**WORK TO BE COMPLETED:**
The lines to be copied run from the one containing "Objective — locate every instance of the black and" to the end of the material below; reproduce them exactly, including both ends, and nothing more.

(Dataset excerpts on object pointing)
━━━━

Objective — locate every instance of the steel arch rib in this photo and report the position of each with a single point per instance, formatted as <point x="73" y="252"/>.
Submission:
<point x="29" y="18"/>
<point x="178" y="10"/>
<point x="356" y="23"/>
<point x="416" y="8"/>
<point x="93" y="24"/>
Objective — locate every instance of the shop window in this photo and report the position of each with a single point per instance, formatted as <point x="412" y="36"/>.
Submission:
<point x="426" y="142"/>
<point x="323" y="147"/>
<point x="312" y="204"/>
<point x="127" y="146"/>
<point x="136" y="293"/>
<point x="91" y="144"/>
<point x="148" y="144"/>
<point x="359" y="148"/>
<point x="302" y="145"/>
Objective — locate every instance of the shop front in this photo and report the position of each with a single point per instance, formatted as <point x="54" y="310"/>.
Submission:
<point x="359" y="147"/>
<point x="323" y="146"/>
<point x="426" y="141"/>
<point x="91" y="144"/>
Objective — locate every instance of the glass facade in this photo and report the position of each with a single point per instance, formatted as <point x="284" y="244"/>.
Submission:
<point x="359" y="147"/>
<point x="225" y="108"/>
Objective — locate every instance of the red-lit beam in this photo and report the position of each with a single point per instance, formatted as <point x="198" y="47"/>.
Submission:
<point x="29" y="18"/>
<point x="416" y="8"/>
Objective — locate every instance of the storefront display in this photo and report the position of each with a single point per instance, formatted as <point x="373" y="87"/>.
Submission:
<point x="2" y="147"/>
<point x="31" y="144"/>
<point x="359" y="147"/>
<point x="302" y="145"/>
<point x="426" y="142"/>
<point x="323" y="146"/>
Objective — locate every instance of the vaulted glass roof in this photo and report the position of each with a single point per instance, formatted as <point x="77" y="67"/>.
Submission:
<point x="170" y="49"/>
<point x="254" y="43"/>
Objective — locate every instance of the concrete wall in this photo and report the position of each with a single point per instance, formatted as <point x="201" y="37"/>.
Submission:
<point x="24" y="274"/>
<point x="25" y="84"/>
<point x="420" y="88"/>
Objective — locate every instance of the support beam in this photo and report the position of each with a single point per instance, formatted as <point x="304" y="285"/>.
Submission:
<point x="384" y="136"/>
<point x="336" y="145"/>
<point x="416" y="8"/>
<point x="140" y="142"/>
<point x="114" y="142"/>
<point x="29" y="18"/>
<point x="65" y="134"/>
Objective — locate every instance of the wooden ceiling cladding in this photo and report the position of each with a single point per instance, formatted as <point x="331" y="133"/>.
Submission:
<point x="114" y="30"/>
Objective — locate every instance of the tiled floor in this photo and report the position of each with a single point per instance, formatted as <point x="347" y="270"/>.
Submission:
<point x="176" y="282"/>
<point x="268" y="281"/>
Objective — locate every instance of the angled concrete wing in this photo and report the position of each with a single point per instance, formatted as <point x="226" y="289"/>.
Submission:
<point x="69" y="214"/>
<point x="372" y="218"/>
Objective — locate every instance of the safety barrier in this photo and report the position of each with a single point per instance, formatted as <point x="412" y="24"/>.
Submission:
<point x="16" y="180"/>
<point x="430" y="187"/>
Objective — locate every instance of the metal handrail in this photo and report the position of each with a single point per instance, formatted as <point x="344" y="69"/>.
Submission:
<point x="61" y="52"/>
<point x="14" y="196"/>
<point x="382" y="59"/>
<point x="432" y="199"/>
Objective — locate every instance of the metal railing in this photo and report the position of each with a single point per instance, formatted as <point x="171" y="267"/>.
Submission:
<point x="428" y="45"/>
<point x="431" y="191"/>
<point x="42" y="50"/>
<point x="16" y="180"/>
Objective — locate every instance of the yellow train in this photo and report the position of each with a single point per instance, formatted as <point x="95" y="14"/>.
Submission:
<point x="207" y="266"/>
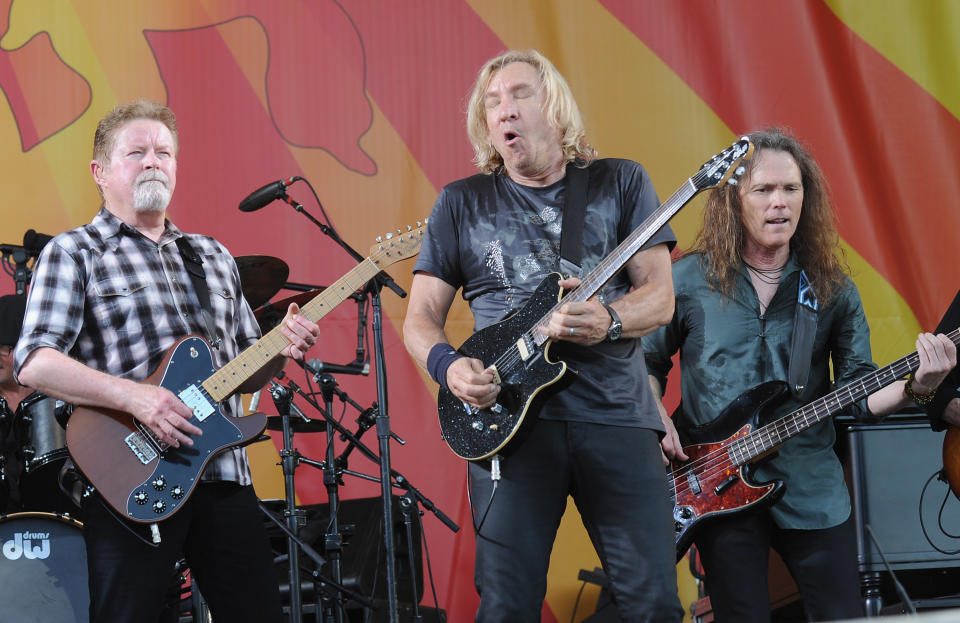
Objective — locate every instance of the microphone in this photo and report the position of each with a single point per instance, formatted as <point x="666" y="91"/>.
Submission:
<point x="266" y="194"/>
<point x="320" y="367"/>
<point x="34" y="242"/>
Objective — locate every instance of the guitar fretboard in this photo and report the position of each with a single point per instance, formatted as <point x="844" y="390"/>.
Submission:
<point x="231" y="376"/>
<point x="765" y="439"/>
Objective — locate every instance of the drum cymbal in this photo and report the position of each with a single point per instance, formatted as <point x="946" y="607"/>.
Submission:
<point x="270" y="314"/>
<point x="261" y="276"/>
<point x="275" y="422"/>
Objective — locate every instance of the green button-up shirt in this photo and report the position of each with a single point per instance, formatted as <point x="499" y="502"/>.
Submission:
<point x="727" y="347"/>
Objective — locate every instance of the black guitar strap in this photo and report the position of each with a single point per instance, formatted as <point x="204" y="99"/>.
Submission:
<point x="804" y="332"/>
<point x="194" y="265"/>
<point x="574" y="211"/>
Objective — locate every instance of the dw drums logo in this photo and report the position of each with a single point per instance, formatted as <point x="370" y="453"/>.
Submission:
<point x="28" y="545"/>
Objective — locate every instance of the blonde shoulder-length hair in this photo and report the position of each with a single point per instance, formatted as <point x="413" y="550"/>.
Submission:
<point x="559" y="108"/>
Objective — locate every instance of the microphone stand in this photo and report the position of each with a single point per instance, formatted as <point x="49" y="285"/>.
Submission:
<point x="291" y="459"/>
<point x="373" y="288"/>
<point x="369" y="417"/>
<point x="332" y="539"/>
<point x="19" y="257"/>
<point x="381" y="278"/>
<point x="284" y="403"/>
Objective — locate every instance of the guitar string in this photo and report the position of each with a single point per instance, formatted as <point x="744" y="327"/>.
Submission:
<point x="716" y="461"/>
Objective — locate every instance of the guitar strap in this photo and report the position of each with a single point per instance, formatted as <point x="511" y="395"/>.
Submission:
<point x="574" y="211"/>
<point x="194" y="265"/>
<point x="804" y="332"/>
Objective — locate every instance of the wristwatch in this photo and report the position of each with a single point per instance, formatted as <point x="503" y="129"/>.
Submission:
<point x="616" y="327"/>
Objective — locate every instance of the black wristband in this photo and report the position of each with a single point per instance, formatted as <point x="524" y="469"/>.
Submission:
<point x="439" y="359"/>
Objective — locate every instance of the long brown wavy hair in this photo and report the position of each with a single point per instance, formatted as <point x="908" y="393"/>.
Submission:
<point x="815" y="244"/>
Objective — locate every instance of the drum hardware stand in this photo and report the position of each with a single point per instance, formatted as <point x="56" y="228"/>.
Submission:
<point x="282" y="400"/>
<point x="295" y="519"/>
<point x="409" y="501"/>
<point x="372" y="288"/>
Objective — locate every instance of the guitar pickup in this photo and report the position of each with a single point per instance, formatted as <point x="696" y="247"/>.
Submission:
<point x="525" y="347"/>
<point x="141" y="448"/>
<point x="194" y="398"/>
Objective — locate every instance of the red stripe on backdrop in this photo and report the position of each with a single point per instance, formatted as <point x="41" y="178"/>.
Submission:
<point x="10" y="83"/>
<point x="889" y="148"/>
<point x="423" y="58"/>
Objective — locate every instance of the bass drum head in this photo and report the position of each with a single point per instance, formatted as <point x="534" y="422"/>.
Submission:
<point x="43" y="569"/>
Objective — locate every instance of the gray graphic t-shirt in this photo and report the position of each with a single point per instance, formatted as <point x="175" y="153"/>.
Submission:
<point x="498" y="240"/>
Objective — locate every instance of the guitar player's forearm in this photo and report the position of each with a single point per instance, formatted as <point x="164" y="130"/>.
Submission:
<point x="430" y="300"/>
<point x="55" y="374"/>
<point x="650" y="304"/>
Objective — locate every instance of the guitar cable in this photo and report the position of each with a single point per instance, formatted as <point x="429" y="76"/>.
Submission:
<point x="941" y="476"/>
<point x="495" y="477"/>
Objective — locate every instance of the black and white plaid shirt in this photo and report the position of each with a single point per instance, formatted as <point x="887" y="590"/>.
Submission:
<point x="115" y="300"/>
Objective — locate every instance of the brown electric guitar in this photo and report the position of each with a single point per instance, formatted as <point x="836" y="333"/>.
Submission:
<point x="144" y="479"/>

━━━━

**SOLUTION FOR THIS TASK:**
Objective — locate every instance of the black and white plaid shirt in this photo and report the position of each with a single point per instance, formatted as <point x="887" y="590"/>.
Submission:
<point x="115" y="300"/>
Objective — locate every instance of the brown electric guitar in this photo and report the position of each with a single point per instance, formatted as <point x="836" y="333"/>.
Submission:
<point x="144" y="479"/>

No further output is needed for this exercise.